TEXT PROVIDED:
The effectiveness of camphor as a decongestant is questionable. But when it comes to partying, its effects seem to be all the rage.

It wasn't so long ago that mothers would treat their children's colds by hanging little bags of camphor around their necks. The strong medicinal smell probably had some effect in opening up congested nasal passages, but the real value of the treatment undoubtedly was in stopping the spread of the cold by keeping friends at a distance. Camphor can be isolated from the camphor tree which grows in the Orient by a process known as steam distillation. Today, however, most camphor sold is made synthetically from pinene, extracted from pine trees, and its effectiveness as a decongestant is questionable. But problems associated with its use, such as skin irritation, headaches, dizziness, confusion and even hallucinations, have been well documented and linked with inappropriate use of the substance.

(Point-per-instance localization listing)

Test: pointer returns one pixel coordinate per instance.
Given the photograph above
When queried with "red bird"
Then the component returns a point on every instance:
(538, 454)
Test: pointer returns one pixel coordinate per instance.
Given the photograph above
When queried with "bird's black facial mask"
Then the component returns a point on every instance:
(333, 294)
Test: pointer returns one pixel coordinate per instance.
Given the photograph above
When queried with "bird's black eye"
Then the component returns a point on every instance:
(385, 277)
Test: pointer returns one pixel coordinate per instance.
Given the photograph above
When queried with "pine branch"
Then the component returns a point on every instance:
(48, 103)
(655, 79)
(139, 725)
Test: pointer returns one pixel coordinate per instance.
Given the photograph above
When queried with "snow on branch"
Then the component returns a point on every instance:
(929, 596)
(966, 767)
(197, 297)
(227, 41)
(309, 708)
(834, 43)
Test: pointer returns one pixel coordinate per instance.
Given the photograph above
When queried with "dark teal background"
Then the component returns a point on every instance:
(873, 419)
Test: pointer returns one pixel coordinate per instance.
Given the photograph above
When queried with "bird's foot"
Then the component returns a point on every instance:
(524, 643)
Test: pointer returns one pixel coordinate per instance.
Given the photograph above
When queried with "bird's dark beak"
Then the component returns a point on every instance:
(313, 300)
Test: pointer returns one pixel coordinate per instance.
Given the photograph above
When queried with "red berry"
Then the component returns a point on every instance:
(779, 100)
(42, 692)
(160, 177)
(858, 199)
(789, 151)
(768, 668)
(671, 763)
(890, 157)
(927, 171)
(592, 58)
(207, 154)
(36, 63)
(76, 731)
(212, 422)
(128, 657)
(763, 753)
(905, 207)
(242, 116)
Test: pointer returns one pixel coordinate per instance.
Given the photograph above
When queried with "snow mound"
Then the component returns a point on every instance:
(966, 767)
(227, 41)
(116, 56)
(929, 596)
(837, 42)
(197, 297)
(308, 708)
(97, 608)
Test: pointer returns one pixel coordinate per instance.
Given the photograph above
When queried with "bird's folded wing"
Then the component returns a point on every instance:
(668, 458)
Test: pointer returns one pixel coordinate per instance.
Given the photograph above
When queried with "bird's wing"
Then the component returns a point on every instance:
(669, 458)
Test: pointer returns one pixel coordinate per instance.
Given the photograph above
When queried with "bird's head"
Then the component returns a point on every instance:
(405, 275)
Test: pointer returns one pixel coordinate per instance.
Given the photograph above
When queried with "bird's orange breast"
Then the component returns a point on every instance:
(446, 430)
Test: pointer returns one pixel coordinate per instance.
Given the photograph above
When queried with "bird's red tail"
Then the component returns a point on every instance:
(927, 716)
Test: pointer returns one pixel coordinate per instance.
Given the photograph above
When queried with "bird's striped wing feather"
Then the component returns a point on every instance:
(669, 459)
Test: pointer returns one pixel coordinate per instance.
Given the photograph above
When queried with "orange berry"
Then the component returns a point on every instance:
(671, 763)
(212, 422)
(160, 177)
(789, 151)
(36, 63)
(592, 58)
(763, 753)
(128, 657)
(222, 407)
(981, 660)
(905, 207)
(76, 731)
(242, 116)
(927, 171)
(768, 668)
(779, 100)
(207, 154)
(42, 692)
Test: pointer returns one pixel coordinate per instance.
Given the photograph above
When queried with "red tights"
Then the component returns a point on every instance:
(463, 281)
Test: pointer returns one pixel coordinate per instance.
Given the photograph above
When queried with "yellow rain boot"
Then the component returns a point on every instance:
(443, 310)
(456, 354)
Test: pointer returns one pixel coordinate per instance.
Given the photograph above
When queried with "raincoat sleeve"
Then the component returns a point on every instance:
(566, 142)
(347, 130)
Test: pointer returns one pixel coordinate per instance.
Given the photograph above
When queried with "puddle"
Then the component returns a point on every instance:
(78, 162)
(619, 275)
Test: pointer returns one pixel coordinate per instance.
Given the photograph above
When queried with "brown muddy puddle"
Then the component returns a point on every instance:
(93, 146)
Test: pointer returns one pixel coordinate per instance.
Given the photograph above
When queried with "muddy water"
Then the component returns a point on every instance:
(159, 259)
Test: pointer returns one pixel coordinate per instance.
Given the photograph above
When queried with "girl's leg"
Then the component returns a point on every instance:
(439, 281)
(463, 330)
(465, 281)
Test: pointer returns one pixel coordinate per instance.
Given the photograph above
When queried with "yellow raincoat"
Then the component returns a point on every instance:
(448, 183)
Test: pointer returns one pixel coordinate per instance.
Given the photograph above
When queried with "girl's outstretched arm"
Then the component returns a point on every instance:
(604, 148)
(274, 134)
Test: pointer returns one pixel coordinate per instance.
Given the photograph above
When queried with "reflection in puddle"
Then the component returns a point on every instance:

EXERCISE PROMPT: According to the camphor text, what is most camphor sold today made from?

EXERCISE OUTPUT: Pinene, which is extracted from pine trees.